»»

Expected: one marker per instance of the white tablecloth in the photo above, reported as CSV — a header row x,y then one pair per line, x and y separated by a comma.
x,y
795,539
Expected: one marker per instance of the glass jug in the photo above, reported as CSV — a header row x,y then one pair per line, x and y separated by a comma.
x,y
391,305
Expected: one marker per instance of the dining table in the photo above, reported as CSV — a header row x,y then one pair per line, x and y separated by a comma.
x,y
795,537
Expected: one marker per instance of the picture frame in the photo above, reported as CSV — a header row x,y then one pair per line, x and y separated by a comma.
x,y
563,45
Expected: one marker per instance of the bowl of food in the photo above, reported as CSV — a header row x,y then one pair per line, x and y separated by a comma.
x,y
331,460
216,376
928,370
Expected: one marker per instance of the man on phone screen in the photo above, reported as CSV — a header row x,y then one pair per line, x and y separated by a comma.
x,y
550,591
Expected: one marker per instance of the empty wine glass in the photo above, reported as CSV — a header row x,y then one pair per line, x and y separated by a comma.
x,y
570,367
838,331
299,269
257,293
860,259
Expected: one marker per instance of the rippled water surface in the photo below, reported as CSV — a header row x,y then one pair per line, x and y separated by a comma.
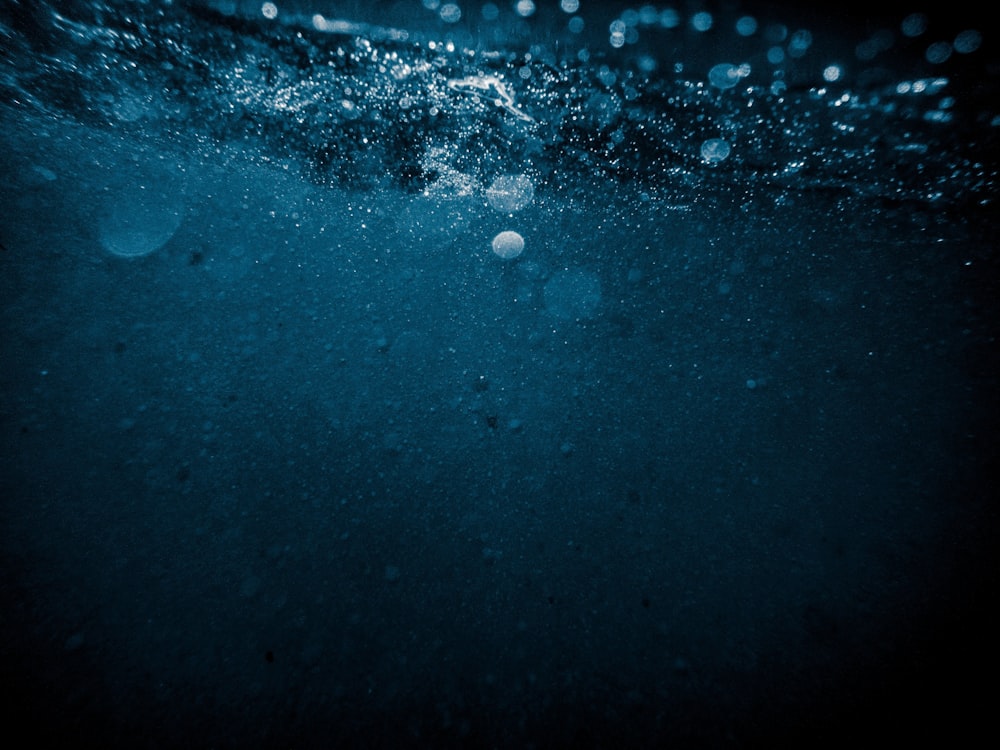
x,y
505,374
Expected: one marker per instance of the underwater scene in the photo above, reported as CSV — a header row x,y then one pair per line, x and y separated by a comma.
x,y
517,374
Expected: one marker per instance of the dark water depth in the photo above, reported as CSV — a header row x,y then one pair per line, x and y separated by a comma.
x,y
422,374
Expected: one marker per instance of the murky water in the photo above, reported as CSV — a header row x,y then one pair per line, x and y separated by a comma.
x,y
494,373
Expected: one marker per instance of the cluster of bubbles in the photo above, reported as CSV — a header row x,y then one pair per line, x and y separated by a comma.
x,y
508,194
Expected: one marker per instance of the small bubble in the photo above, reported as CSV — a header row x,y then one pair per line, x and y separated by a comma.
x,y
715,150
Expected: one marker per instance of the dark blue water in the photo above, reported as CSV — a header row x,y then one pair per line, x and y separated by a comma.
x,y
420,374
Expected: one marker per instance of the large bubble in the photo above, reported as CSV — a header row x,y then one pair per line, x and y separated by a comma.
x,y
140,219
508,245
573,294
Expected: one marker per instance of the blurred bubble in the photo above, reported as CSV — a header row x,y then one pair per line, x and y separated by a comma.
x,y
715,150
510,193
508,245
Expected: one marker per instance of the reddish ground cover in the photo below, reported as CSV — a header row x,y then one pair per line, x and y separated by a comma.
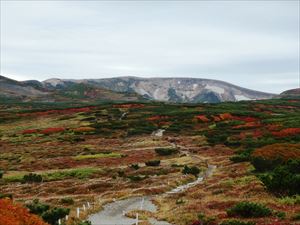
x,y
155,118
15,214
129,106
52,130
202,118
286,132
281,150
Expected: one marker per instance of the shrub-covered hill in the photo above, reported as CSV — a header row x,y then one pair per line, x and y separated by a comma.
x,y
69,153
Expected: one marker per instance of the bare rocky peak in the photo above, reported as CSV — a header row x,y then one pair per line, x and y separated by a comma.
x,y
178,89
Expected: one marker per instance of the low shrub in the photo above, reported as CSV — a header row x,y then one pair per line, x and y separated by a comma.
x,y
191,170
206,220
166,151
153,163
48,214
284,179
6,196
135,166
236,222
32,178
249,209
86,222
136,178
67,201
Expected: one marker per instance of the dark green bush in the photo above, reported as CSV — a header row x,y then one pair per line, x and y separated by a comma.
x,y
67,201
249,209
136,178
135,166
166,151
86,222
284,179
32,178
236,222
6,196
37,208
49,215
53,215
261,164
153,163
191,170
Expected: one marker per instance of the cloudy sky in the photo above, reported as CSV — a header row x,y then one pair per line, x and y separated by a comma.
x,y
254,44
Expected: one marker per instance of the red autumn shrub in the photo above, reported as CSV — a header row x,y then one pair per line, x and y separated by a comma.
x,y
84,129
32,131
15,214
257,133
226,116
130,106
248,125
58,111
154,118
286,132
280,150
202,118
52,130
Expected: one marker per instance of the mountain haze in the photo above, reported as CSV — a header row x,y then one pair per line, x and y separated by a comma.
x,y
170,89
179,90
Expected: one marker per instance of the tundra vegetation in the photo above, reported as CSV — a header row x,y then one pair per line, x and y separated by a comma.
x,y
66,154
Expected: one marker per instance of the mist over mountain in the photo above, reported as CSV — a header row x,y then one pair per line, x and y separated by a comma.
x,y
179,90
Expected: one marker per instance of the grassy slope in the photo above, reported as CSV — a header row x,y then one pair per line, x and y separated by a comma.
x,y
83,165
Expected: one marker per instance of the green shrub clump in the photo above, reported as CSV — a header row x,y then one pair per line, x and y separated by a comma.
x,y
284,179
67,201
153,163
236,222
48,214
166,151
32,178
248,210
191,170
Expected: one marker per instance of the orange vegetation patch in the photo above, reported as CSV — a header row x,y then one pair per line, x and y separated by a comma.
x,y
15,214
130,106
202,118
282,150
286,132
84,129
58,111
32,131
248,125
52,130
154,118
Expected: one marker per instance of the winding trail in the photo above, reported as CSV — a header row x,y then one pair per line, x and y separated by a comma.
x,y
114,213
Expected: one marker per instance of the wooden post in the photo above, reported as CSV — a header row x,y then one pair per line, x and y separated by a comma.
x,y
137,219
142,203
78,212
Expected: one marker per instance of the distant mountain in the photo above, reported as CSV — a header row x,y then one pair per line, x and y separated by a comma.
x,y
33,90
169,89
293,93
179,90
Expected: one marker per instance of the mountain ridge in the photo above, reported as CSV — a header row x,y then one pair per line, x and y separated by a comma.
x,y
166,89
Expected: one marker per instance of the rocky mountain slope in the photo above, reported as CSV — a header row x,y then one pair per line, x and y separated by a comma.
x,y
37,91
169,89
180,90
293,93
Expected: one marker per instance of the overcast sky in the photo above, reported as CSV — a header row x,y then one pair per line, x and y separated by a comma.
x,y
253,44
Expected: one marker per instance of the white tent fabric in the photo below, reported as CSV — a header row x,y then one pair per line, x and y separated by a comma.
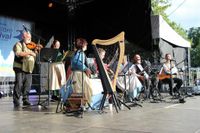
x,y
160,29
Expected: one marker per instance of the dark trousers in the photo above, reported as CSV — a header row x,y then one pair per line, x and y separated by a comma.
x,y
177,81
22,85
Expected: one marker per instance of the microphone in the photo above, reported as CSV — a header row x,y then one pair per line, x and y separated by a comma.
x,y
172,60
25,28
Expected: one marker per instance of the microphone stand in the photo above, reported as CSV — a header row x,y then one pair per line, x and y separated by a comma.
x,y
134,103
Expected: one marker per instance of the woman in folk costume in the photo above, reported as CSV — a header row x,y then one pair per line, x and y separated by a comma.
x,y
80,69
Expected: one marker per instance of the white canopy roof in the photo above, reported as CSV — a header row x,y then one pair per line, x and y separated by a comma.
x,y
160,29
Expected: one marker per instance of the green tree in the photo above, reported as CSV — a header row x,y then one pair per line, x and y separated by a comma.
x,y
159,7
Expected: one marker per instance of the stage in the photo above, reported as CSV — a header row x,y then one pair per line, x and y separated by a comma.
x,y
161,117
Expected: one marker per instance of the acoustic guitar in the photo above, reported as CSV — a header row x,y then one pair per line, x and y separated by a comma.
x,y
164,76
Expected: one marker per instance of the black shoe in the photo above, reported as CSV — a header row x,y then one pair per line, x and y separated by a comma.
x,y
16,105
171,94
26,103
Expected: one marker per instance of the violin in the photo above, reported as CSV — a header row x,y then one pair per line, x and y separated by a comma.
x,y
34,46
31,45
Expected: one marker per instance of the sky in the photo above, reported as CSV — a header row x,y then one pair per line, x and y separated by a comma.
x,y
185,12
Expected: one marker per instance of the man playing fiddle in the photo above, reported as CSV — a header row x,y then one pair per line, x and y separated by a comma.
x,y
23,66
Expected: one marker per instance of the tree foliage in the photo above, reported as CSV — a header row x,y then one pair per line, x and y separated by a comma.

««

__WHAT THE TASK REQUIRES__:
Pictures are to be left out; all else in the entries above is to be quoted exactly.

__FINAL RESULT__:
Expected: one marker per instance of the white tablecloth in the photo above, reported as CSV — a header row x,y then one pair per line, x and y separated by a comma.
x,y
795,539
Expected: one marker per instance of the glass jug in the photo above, reported as CSV — a header row x,y then one pair per line, x and y separated by a comma.
x,y
391,305
Expected: one marker per instance of the dining table in the photo above, reported as CSV — a header row x,y then one pair per line, x and y separated by a comma.
x,y
795,537
Expected: one marker per instance of the picture frame in the photo above, reported as CSV — a header row x,y then one pair per line, x and y separated by a comma.
x,y
563,45
Expected: one marker per instance of the bowl of food in the photo above, reported as CSV — a header row x,y then one pair per line, x and y separated by a comma.
x,y
331,460
216,376
928,370
Expected: one marker per instance of the man on phone screen in the photo above, reported as CSV — a header row x,y then one pair per line, x and y separated by a comma.
x,y
550,591
Expected: one marker per instance of the empty wine glass in the photo above, reported as CSV — a header row x,y then one pair per line, x and y separated by a comma.
x,y
570,367
838,331
299,269
257,293
860,259
Expected: one marker per instance of the rippled water surface in the photo below, reported as CSV — a header row x,y then one pair per line, x and y separated by a comma.
x,y
505,374
Expected: one marker per instance of the underwater scene in the photo above, reported as CSV — a header row x,y then one pair per line, x and y separated by a comma.
x,y
517,374
Expected: one marker per instance of the dark water depth in the photo above, reported as CSV — a header row x,y then one pair per line, x and y separated by a comma.
x,y
422,374
Expected: one marker per instance of the murky water in the photo above, reported as CSV — a header row x,y then one pair per line, x and y separated by a comma.
x,y
494,373
Expected: one marker per instance of the cluster of bubbles in the photo above, reported as CSV — a header row x,y then one pair per line, x and y separated by a comma.
x,y
508,194
Expected: one marker per instance of the small bubble in the photo above, reported as CSV — a header row x,y then one pair per line, x and y separated by a comma.
x,y
715,150
Expected: one marker per instance of the dark blue water in the photo above, reported as CSV — a header row x,y then one pair per line, x and y separated by a comma.
x,y
420,374
Expected: one marker per instance of the large bubble in the photo above, reported as CSV — a header row x,y then one pair per line, x and y separated by a comma.
x,y
140,219
508,245
573,294
Expected: one marker per instance of the blurred bubble in the photo above, reported as CSV — a header row x,y then one pair per line, x and y separated by a comma.
x,y
715,150
510,193
508,245
Expected: one marker per instance of the reddish ground cover in the photo below, reported as CSV — a header row x,y then one pair per line, x and y separated by a comma.
x,y
155,118
15,214
129,106
52,130
202,118
286,132
281,150
Expected: one marker per instance of the shrub-covered hill in the photo above, reported as CSV — a header row x,y then one pair per line, x and y separated by a comma.
x,y
69,153
Expected: one marker per instance of the bare rocky peak in the photo above, reported as CSV — a header row x,y then one pair per line, x and y separated by a comma.
x,y
178,89
Expected: one marker per instance of the low shrub in the photo above, reported as CSV — a header row x,y then one pair per line, x and y separated by a comma.
x,y
191,170
206,220
166,151
153,163
48,214
284,179
6,196
135,166
236,222
32,178
249,209
86,222
136,178
67,201
Expected: one marker per instance of the dark green bush in the photo above, reported as CSV — a header row x,y then one pair per line, x and y separated by a comma.
x,y
67,201
249,209
136,178
135,166
166,151
86,222
284,179
32,178
236,222
6,196
37,208
49,215
53,215
261,164
153,163
191,170
Expected: one marker per instance of the cloudy sky in the photo above, reported as CSV — a header row x,y then one pair per line, x and y separated by a comma.
x,y
254,44
Expected: one marker per instance of the red autumn shrub in the photo above, reported as CSV — a header row x,y then one pair per line, x and y separated by a comma.
x,y
84,129
32,131
15,214
257,133
226,116
130,106
248,125
58,111
154,118
286,132
280,150
202,118
52,130
Expected: one marker per instance of the mountain haze in the photo above, reported as CSV — a header row x,y then one pair per line, x and y separated by a comma.
x,y
170,89
179,90
Expected: one marker per instance of the tundra vegetation in the photo above, reported as CSV — a header row x,y then one pair per line, x and y separated by a comma.
x,y
66,154
Expected: one marker per instance of the mist over mountain in the photo above, reported as CSV — a header row x,y then one pair per line, x and y separated by a comma.
x,y
179,90
Expected: one marker per instance of the grassy slope in the photo above, reported as CSV — a header row x,y then one pair per line, x and y separated by a comma.
x,y
83,165
Expected: one marker per instance of the green shrub clump in the photo above, reported as CSV — a header row x,y then one pair per line, x and y separated by a comma.
x,y
284,179
67,201
153,163
236,222
48,214
166,151
32,178
248,210
191,170
Expected: one marker per instance of the orange vegetation patch in the photo above, reported as CSV — a header row x,y then one pair per line, x and y separated by a comma.
x,y
15,214
130,106
202,118
282,150
286,132
84,129
58,111
32,131
248,125
52,130
154,118
Expected: one marker per instance of the winding trail in the photo above, reported as CSV — a header row x,y then one pair per line, x and y separated by a comma.
x,y
114,213
Expected: one marker per instance of the wooden post in the photo above, reported as CSV — a header row x,y then one pair per line, x and y separated by a comma.
x,y
137,219
142,203
78,212
Expected: one marker per instance of the distant mountain in the photo above, reported as CSV — a header row x,y then one pair per line, x and y separated by a comma.
x,y
33,90
169,89
293,93
179,90
Expected: one marker per instance of the mountain ridge in the photo above, reported as CSV — a header row x,y then one pair per line, x and y separated by a comma.
x,y
166,89
Expected: one marker per instance of the rocky mountain slope in the photo above, reported as CSV — a header row x,y then one pair per line, x and y separated by a comma.
x,y
37,91
169,89
180,90
293,93
Expected: one marker per instance of the overcast sky in the photo above, reported as CSV — a header row x,y then one pair per line, x and y separated by a comma.
x,y
253,44
Expected: one marker per instance of the white tent fabric in the photo below, reported as CSV — a header row x,y then one pair per line, x and y separated by a comma.
x,y
160,29
Expected: one marker per instance of the dark trousers in the photo above, reported as CSV — a header row x,y then one pair per line, x and y separated by a comma.
x,y
177,81
22,85
Expected: one marker per instance of the microphone in the photo above, reported as CSV — a header row x,y then one pair per line, x and y separated by a comma.
x,y
172,60
25,28
Expected: one marker per instance of the microphone stand in the photo above, reported as CSV — a header row x,y then one pair per line, x and y separated by a comma.
x,y
134,103
Expected: one marker per instance of the woman in folk costume in the photo above, reported as CSV — a header row x,y then one pair per line, x and y separated by a comma.
x,y
80,69
Expected: one marker per instance of the white canopy roof in the photo above, reported as CSV — a header row x,y then one pair per line, x and y separated by a comma.
x,y
160,29
Expected: one marker per instance of the green tree in the photo above, reported as CSV — a header row x,y then one pair per line, x and y separated by a comma.
x,y
159,7
Expected: one marker per instance of the stage in the photo above, reported as CSV — a header row x,y then one pair per line, x and y separated by a comma.
x,y
161,117
Expected: one marker per instance of the acoustic guitar in the photo above, reported as CSV — a header row x,y then one pair per line, x and y separated by a comma.
x,y
164,76
Expected: one marker per instance of the black shoe in the photo above, reported as CSV — a header row x,y then one pair per line, x and y separated by a comma.
x,y
16,105
171,94
26,103
Expected: one marker per instance of the violin in the photo above, reported as CSV — a header row x,y then one pair per line, x and y separated by a comma.
x,y
34,46
31,45
Expected: one marker per instance of the sky in the photo above, reported as CSV — a header row x,y then one pair per line, x and y separated by a comma.
x,y
185,12
Expected: one marker per instance of the man playing fiddle in the photo above, reported as CSV — a header row x,y then one pair per line, x and y separated by a comma.
x,y
23,66
Expected: one marker per instance of the tree foliage in the photo above, reported as CSV — a header row x,y then one pair per line, x and y separated by a comma.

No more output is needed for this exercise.